Natural language region descriptions:
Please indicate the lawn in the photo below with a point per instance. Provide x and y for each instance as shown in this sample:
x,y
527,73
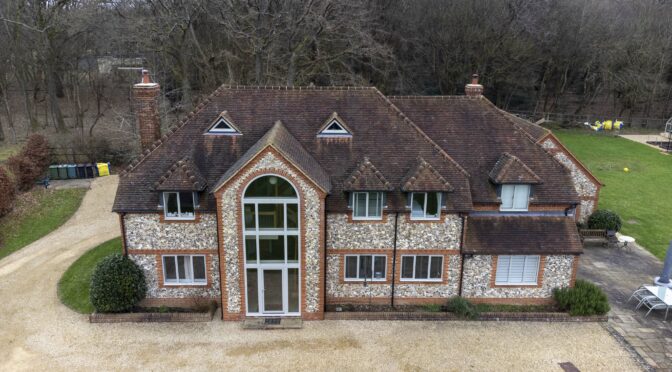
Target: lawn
x,y
638,196
36,214
73,288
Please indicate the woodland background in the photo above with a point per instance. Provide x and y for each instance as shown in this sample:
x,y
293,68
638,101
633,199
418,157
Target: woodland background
x,y
66,66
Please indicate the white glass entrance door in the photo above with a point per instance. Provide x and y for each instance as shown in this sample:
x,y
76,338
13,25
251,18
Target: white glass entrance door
x,y
271,229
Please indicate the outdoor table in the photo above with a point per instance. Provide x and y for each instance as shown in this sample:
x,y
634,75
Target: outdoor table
x,y
663,293
625,240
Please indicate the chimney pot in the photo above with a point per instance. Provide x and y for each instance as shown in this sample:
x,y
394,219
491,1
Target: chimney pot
x,y
474,89
146,101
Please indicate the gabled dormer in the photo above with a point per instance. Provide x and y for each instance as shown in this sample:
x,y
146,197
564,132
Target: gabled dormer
x,y
514,180
334,126
224,125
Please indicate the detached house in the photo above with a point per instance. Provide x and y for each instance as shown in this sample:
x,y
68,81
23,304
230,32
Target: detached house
x,y
281,201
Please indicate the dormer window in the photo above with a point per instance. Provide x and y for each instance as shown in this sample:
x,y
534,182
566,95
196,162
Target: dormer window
x,y
334,127
179,205
223,125
515,198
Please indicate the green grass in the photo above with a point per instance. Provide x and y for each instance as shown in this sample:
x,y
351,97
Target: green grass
x,y
639,196
36,214
73,288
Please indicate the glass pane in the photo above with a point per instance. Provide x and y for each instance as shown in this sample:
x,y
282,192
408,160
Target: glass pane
x,y
421,267
375,204
507,196
292,216
186,204
351,267
436,267
252,291
272,290
198,263
292,248
418,204
270,186
271,216
250,222
433,204
171,204
251,249
169,270
360,204
293,290
364,267
271,248
379,267
182,262
407,267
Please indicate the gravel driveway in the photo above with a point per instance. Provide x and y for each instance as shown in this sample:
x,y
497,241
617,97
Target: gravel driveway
x,y
38,333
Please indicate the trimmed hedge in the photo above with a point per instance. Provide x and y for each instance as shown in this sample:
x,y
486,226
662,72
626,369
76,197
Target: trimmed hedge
x,y
117,285
604,219
583,299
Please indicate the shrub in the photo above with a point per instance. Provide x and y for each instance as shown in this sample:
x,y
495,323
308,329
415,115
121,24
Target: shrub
x,y
117,285
7,192
462,308
604,219
584,299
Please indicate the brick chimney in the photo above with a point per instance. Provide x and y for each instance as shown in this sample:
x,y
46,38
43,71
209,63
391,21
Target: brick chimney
x,y
146,96
474,89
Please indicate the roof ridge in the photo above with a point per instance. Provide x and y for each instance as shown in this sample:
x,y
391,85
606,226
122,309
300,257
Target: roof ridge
x,y
424,135
169,133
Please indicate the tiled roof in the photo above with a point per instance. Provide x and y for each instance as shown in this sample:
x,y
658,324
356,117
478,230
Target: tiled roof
x,y
521,235
181,176
424,177
280,139
366,177
380,132
510,169
475,133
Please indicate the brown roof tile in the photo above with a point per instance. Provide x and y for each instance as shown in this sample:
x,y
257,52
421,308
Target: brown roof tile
x,y
510,169
521,235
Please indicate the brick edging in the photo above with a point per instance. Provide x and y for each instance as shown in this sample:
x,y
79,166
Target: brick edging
x,y
501,316
149,317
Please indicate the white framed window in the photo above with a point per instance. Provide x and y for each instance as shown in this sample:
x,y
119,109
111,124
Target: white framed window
x,y
367,205
179,205
365,267
421,268
515,198
184,269
517,270
425,205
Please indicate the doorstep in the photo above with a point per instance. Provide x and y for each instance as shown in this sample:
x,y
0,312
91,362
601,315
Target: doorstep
x,y
272,323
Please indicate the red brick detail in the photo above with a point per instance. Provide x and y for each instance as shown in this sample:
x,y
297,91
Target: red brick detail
x,y
540,275
147,114
241,251
575,269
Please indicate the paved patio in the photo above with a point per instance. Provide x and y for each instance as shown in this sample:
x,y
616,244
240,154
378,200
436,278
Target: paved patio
x,y
619,272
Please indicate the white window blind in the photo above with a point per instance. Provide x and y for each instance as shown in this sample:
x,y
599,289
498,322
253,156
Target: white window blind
x,y
517,270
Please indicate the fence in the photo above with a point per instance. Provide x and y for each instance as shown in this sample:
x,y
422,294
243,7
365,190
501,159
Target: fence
x,y
629,122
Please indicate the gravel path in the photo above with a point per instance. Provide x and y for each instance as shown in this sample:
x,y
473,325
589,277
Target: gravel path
x,y
38,333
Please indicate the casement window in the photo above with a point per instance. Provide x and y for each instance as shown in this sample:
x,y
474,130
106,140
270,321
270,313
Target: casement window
x,y
421,268
184,269
365,267
517,270
179,205
367,205
425,205
515,198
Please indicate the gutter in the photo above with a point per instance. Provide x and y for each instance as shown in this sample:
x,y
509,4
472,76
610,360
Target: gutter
x,y
394,255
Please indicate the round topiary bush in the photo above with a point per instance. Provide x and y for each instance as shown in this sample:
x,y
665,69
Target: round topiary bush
x,y
585,298
117,285
604,219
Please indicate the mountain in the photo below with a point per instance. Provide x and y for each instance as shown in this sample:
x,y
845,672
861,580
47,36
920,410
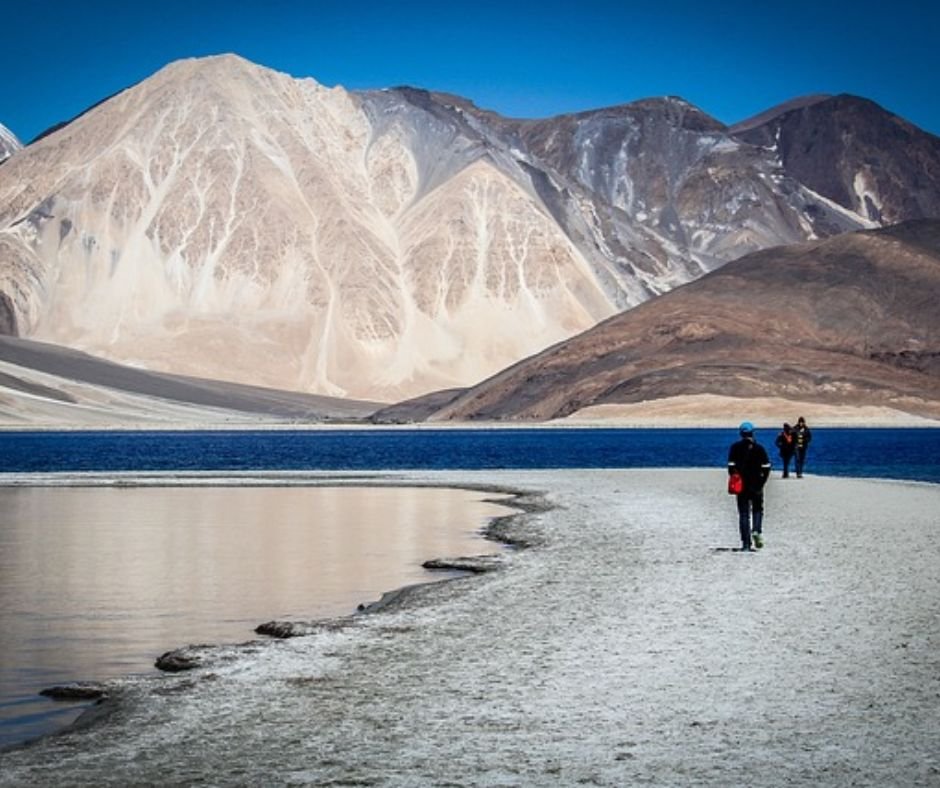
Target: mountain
x,y
850,320
221,220
9,144
850,151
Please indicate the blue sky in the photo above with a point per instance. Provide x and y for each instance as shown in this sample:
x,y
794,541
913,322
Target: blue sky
x,y
731,59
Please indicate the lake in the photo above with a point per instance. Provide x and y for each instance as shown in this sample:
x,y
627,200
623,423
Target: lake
x,y
97,582
890,453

YOUR INSTRUCTIONS: Look through the data and show every line containing "below".

ANSWER BOX:
Please indicate the lawn in the photo below with a point per instance. Provide x and y for each instance as shown in this sample:
Please indicate the mountain in the photo below with a point per instance. Provide x and y for each instance as shown in this sample:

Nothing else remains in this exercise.